BEGIN DATA UNDER STUDY

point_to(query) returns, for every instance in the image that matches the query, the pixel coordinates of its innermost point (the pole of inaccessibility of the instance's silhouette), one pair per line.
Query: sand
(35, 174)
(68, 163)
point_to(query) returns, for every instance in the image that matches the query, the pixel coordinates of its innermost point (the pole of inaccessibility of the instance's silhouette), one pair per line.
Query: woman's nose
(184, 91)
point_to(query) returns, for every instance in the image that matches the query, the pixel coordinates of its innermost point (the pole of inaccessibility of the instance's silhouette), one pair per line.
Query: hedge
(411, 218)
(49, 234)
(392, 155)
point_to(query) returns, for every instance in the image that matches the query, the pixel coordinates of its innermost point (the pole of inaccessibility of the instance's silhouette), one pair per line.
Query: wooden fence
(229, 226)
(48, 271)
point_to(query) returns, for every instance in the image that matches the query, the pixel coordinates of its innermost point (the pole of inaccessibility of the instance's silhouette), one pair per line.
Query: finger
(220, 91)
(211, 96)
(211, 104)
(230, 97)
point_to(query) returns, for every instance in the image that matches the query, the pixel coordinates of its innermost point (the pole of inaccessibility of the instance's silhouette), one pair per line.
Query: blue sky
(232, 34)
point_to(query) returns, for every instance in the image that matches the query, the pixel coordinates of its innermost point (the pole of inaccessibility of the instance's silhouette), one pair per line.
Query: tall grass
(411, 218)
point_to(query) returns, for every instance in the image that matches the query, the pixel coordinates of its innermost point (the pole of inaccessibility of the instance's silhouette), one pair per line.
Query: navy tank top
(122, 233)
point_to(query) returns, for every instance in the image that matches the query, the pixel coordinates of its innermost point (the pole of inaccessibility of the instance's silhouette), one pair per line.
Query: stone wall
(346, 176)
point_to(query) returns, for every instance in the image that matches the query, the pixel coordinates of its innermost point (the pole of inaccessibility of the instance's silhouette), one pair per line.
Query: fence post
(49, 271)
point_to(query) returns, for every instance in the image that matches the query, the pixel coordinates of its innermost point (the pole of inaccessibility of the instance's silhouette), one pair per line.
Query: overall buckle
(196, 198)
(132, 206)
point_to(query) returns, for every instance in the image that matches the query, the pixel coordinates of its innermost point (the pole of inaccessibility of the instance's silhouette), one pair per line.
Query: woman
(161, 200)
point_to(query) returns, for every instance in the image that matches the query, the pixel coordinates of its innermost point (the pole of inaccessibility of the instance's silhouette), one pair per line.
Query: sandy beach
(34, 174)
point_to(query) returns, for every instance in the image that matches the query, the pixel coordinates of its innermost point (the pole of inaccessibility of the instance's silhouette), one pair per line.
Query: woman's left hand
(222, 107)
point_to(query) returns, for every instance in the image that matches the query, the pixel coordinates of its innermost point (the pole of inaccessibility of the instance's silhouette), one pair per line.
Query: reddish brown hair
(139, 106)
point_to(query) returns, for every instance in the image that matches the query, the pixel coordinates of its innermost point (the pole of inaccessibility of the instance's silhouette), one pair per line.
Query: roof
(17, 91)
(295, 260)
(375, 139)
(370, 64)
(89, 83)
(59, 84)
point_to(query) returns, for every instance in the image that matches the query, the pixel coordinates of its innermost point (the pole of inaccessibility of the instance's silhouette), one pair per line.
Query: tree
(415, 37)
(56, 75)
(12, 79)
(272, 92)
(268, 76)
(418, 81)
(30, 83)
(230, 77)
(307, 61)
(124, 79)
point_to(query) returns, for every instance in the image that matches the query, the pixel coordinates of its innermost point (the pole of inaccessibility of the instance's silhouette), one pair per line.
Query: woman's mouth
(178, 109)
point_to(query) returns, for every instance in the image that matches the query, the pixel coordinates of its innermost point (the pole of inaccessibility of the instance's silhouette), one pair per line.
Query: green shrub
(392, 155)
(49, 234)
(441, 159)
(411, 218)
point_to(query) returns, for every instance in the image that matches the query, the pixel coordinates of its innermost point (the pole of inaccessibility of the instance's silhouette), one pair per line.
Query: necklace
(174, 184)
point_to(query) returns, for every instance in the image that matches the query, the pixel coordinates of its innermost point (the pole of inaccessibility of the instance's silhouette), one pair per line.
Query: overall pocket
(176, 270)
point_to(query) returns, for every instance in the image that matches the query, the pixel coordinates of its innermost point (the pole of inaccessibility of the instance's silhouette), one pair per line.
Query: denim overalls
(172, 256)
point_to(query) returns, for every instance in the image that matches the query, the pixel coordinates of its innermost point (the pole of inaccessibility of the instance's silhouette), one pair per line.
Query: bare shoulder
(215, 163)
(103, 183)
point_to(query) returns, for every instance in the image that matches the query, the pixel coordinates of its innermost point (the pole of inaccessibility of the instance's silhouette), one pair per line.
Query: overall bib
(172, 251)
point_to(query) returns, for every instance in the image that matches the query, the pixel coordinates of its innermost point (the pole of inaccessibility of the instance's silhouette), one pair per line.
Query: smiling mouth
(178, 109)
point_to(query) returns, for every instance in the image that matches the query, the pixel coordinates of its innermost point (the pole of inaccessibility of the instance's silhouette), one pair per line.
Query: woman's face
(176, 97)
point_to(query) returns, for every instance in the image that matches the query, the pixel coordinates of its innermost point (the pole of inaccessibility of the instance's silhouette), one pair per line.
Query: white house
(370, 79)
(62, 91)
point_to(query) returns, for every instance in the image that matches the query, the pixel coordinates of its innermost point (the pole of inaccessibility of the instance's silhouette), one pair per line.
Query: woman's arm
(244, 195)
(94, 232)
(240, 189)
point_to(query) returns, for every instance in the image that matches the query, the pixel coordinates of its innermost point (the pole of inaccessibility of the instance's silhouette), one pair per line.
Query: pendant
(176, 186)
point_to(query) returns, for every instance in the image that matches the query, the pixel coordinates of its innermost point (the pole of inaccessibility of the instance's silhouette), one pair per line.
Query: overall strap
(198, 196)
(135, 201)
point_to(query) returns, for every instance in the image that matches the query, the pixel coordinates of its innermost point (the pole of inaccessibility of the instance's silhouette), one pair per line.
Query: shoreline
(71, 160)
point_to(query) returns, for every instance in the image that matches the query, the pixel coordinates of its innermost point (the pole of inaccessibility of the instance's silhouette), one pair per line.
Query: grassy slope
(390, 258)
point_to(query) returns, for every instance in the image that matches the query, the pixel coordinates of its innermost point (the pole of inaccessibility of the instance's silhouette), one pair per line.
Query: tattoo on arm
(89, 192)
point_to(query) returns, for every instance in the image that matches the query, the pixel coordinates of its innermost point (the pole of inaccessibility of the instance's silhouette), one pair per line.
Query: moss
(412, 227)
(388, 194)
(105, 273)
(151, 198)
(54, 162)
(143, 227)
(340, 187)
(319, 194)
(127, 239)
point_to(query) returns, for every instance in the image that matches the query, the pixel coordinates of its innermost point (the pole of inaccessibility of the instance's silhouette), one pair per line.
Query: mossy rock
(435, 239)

END DATA UNDER STUDY

**TASK ITEM**
Give back the entries above precisely as they appear.

**SOLUTION**
point_to(query) returns, for every instance in the image that matches the query, the pixel coordinates of its innermost point (the pole of inaccessibility of the instance's silhouette), one pair per line.
Query: sand
(35, 174)
(68, 163)
point_to(query) returns, for every instance in the image that matches the query, the pixel coordinates of its innermost point (the pole of inaccessibility of the instance's silhouette), one pair per line.
Query: woman's nose
(184, 91)
point_to(query) returns, for every instance in the image that matches the query, the pixel coordinates of its innermost point (the pole of inaccessibility of the instance's silhouette), one pair per line.
Query: hedge
(411, 218)
(49, 234)
(392, 155)
point_to(query) returns, for every instance in the image that matches the query, the pixel coordinates of its innermost point (the pole of inaccessibility of the instance's silhouette), one pair per line.
Query: wooden fence
(229, 226)
(48, 271)
point_to(query) returns, for every instance in the image that matches the query, the pixel coordinates of its innermost point (the pole of inaccessibility of the instance's silhouette), one pair per line.
Query: finger
(220, 91)
(211, 96)
(211, 104)
(230, 97)
point_to(query) returns, for every instance in the image that matches the query, the pixel coordinates of its innermost point (the pole of inaccessibility of the instance's silhouette), one pair per line.
Query: blue sky
(232, 34)
point_to(query) returns, for every instance in the image that matches the query, the pixel coordinates of its innermost point (the pole of inaccessibility of the instance's silhouette), one pair per line.
Query: tall grass
(411, 218)
point_to(query) returns, for every instance in the image that matches the query, the pixel coordinates of its innermost point (the pole of inaccessibility of the instance's silhouette), one pair per line.
Query: navy tank top
(122, 233)
point_to(query) returns, for every instance in the image that matches the query, the pixel coordinates of its innermost point (the pole of inaccessibility of the instance's silhouette), one pair per line.
Query: stone wall
(346, 176)
point_to(query) returns, for every instance in the image that matches the query, the pixel coordinates of its innermost point (the pole of inaccessibility of the instance's silhouette), one pair per line.
Query: fence post
(49, 271)
point_to(query) returns, for every instance in the image that matches the query, the pixel coordinates of its innermost point (the pole of inaccessibility of the instance's silhouette), one pair per line.
Query: overall buckle
(196, 198)
(132, 206)
point_to(query) returns, for every instance in the image that matches the query, the pixel coordinates of its innermost point (the pole of inaccessibility of the instance's silhouette), one pair per line.
Query: woman
(161, 200)
point_to(query) returns, for every instance in the image that matches the query, the pixel coordinates of its innermost point (the pole of inaccessibility of the instance's silhouette), one pair per line.
Query: sandy beach
(34, 174)
point_to(query) returns, for every instance in the image that matches the query, the pixel coordinates of its innermost point (the pole of inaccessibility of the instance's silhouette), one pair per line.
Query: woman's left hand
(222, 107)
point_to(query) returns, for every instance in the image that matches the query, the pixel coordinates of its innermost point (the pole of inaccessibility of the instance's silhouette), one pair per line.
Query: reddish brown hair
(139, 106)
point_to(query) returns, for every instance in the image that matches the query, the pixel coordinates of its innermost point (the pole of inaccessibility of the instance's silhouette), one pair per line.
Query: roof
(17, 91)
(295, 260)
(375, 139)
(370, 64)
(89, 83)
(59, 84)
point_to(query) returns, for every instance in the image that matches the query, the pixel coordinates of its innermost point (the pole of inaccessibility of the instance's silhouette), one pair per line.
Query: tree
(415, 37)
(56, 75)
(12, 79)
(272, 92)
(268, 76)
(418, 81)
(30, 83)
(230, 77)
(307, 61)
(124, 79)
point_to(query) returns, for every instance in the image that matches the query, the pixel coordinates of its innermost point (the pole of inaccessibility of the instance's silhouette), one pair per line.
Query: woman's mouth
(178, 109)
point_to(query) returns, for every instance in the image that matches the query, the pixel coordinates of its innermost point (the pole of inaccessibility of the instance's silhouette), one pair per line.
Query: green shrub
(392, 155)
(49, 234)
(441, 159)
(411, 218)
point_to(query) returns, for every instance in the image that matches the query, the pixel coordinates of its innermost point (the pole of inaccessibility of the instance's silhouette), one pair per line.
Query: necklace
(174, 184)
point_to(query) returns, for every instance in the image that matches the query, the pixel coordinates of its innermost point (the pole of inaccessibility of the instance's silhouette), one pair per line.
Query: overall pocket
(176, 270)
point_to(query) returns, for every instance in the image that matches the query, the pixel coordinates of its innermost point (the pole of inaccessibility of the instance's silhouette), one pair per line.
Query: denim overalls
(172, 256)
point_to(query) returns, for every instance in the image that matches the query, the pixel coordinates of its innermost point (the pole of inaccessibility of the instance's silhouette), one pair per line.
Query: bare shoulder
(215, 163)
(103, 183)
point_to(query) returns, for every instance in the image that matches the query, the pixel coordinates of its innermost point (the pole of inaccessibility of the instance's silhouette), one pair per line.
Query: overall bib
(172, 251)
point_to(query) returns, for every instance in the image that matches the query, the pixel coordinates of its innermost point (the pole of inaccessibility of the instance's silhouette), one pair per line.
Query: smiling mouth
(178, 109)
point_to(query) returns, for every instance in the image that matches the query, the pixel coordinates of its innermost point (the pole of inaccessibility of the instance's silhouette), one pair per line.
Query: woman's face
(176, 97)
point_to(query) returns, for every instance in the image that matches the query, the pixel coordinates of its innermost point (the pole of inaccessibility of the instance's silhouette), one pair per line.
Query: white house
(370, 79)
(62, 91)
point_to(query) returns, for every instance in the image that matches the query, the pixel coordinates of its innermost point (the pole of inaccessibility of the instance's silhouette), one pair per line.
Query: woman's arm
(244, 195)
(94, 232)
(240, 189)
point_to(query) returns, for every instance in the image that matches the query, the pixel coordinates of its innermost point (the pole of inaccessibility of the instance's silhouette), one pair per line.
Query: pendant
(176, 186)
point_to(query) returns, for every instance in the image that matches the query, the pixel coordinates of its innermost point (the pole of inaccessibility of the instance's silhouette), one pair per line.
Query: overall strap
(198, 196)
(135, 201)
point_to(query) returns, for every instance in the image that matches the query, the pixel coordinates of its innermost point (the pole of inaccessibility of the instance's silhouette), one pair per line.
Query: shoreline
(71, 160)
point_to(query) returns, for every instance in the image that matches the query, the pixel coordinates of its innermost point (the pole of inaccessibility of the instance's silhouette), one pair per line.
Query: grassy slope
(390, 258)
point_to(query) returns, for every instance in the image that matches the query, the pixel coordinates of its innermost point (the pole of inaccessibility of the instance's silhouette), one pair per line.
Query: tattoo on arm
(89, 192)
point_to(query) returns, for every instance in the image that matches the query, the pixel coordinates of its innermost point (the pole of inaccessibility of the instance's silhouette), one pair per line.
Query: moss
(412, 227)
(388, 194)
(105, 273)
(151, 198)
(54, 162)
(143, 227)
(340, 187)
(319, 194)
(127, 239)
point_to(query) returns, for every instance in the image that matches the query, the pixel coordinates of its innermost point (the pole of inaccessibility of the instance's silhouette), one pair per line.
Query: mossy rock
(435, 239)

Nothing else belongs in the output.